The exercise:
Rewrite the records below, changing every "semi trailer truck" to "tractor trailer" and leaving everything else as it is.

Items:
-- begin --

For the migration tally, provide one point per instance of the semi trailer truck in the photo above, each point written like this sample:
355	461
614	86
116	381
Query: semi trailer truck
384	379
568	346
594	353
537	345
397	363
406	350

-- end --

Solution:
For the migration tally, provide one point per instance of the tractor trailer in the photo above, each point written like this sample:
355	461
614	86
116	381
Query: tractor trailer
384	379
568	346
594	353
537	345
397	363
406	350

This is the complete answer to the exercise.